» **Set task**: Format the lines below, from the one containing "find the man" through the last line, inclusive, as a JSON list of strings with one string per line, leaving out any blank lines.

» **Data to use**:
▼

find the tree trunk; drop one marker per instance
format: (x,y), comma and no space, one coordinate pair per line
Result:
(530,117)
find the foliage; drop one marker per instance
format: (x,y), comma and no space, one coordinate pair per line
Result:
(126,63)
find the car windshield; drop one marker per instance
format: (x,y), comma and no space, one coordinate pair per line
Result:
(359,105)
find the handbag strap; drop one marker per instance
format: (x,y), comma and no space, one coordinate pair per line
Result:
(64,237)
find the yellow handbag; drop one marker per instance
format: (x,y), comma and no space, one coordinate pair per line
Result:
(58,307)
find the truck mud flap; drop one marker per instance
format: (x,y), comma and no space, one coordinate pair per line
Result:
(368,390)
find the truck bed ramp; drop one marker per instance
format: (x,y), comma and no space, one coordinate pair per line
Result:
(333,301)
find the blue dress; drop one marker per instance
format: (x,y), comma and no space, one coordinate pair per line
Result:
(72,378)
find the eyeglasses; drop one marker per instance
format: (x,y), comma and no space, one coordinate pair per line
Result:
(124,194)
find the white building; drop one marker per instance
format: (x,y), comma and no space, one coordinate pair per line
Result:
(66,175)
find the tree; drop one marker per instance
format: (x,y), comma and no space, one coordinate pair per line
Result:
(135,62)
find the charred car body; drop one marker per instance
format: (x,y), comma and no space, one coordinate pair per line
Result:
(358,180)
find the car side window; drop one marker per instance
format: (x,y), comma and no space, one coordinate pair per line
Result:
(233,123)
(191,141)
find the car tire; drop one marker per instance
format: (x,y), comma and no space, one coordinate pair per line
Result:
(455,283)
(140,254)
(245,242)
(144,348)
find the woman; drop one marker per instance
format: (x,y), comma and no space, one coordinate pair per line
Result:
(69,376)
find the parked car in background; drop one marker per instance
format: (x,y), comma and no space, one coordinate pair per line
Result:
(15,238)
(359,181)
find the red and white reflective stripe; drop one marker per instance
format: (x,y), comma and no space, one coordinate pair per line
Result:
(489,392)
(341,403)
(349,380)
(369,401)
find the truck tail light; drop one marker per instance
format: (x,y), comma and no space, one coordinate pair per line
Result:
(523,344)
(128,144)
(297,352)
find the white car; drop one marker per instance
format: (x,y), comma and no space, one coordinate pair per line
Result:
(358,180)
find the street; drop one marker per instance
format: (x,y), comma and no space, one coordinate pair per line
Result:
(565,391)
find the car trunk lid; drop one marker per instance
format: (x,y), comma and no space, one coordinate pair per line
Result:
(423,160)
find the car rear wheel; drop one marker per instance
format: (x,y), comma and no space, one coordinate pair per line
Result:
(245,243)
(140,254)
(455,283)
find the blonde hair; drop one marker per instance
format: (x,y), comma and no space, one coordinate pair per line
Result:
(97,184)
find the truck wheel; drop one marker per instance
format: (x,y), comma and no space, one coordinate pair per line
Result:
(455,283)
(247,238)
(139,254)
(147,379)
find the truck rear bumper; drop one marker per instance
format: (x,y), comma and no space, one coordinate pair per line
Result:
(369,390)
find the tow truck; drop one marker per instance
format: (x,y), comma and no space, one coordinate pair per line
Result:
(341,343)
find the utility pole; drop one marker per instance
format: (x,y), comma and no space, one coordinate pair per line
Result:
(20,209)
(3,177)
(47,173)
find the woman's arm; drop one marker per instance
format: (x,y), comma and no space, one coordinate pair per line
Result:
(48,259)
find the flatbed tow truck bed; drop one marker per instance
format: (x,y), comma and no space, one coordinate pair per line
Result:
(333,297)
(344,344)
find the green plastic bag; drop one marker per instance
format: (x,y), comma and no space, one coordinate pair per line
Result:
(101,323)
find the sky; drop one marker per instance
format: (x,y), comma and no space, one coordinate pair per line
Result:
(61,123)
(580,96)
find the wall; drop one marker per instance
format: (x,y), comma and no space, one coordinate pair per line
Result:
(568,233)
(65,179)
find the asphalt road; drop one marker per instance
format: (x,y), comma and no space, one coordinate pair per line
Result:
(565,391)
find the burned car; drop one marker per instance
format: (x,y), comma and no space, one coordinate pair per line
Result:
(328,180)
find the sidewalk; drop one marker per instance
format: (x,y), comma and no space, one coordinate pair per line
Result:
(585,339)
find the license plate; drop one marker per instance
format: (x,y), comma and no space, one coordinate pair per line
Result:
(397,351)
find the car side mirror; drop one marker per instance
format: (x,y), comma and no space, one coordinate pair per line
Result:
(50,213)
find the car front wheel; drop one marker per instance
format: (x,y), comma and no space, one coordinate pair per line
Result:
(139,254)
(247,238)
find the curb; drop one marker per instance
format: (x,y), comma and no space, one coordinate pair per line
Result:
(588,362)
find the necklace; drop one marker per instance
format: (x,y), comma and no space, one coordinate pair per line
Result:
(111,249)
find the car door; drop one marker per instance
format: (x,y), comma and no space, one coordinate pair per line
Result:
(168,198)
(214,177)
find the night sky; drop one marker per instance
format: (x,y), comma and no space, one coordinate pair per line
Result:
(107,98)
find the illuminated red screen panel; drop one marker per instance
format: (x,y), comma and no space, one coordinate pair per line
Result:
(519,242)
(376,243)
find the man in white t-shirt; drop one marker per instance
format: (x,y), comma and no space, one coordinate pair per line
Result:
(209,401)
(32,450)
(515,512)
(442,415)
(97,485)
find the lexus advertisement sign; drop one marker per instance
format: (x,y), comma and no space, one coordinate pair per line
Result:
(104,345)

▲

» **Task output**:
[
  "find the man in white t-shirt; drop one marker per instance",
  "format: (x,y), comma and no space, one coordinate pair per line",
  "Result:",
  "(209,401)",
  "(32,450)",
  "(515,512)",
  "(442,415)",
  "(97,485)",
  "find the lexus advertisement sign; drop one marker per instance",
  "format: (x,y), comma and no space, one coordinate pair per line",
  "Result:",
  "(104,345)"
]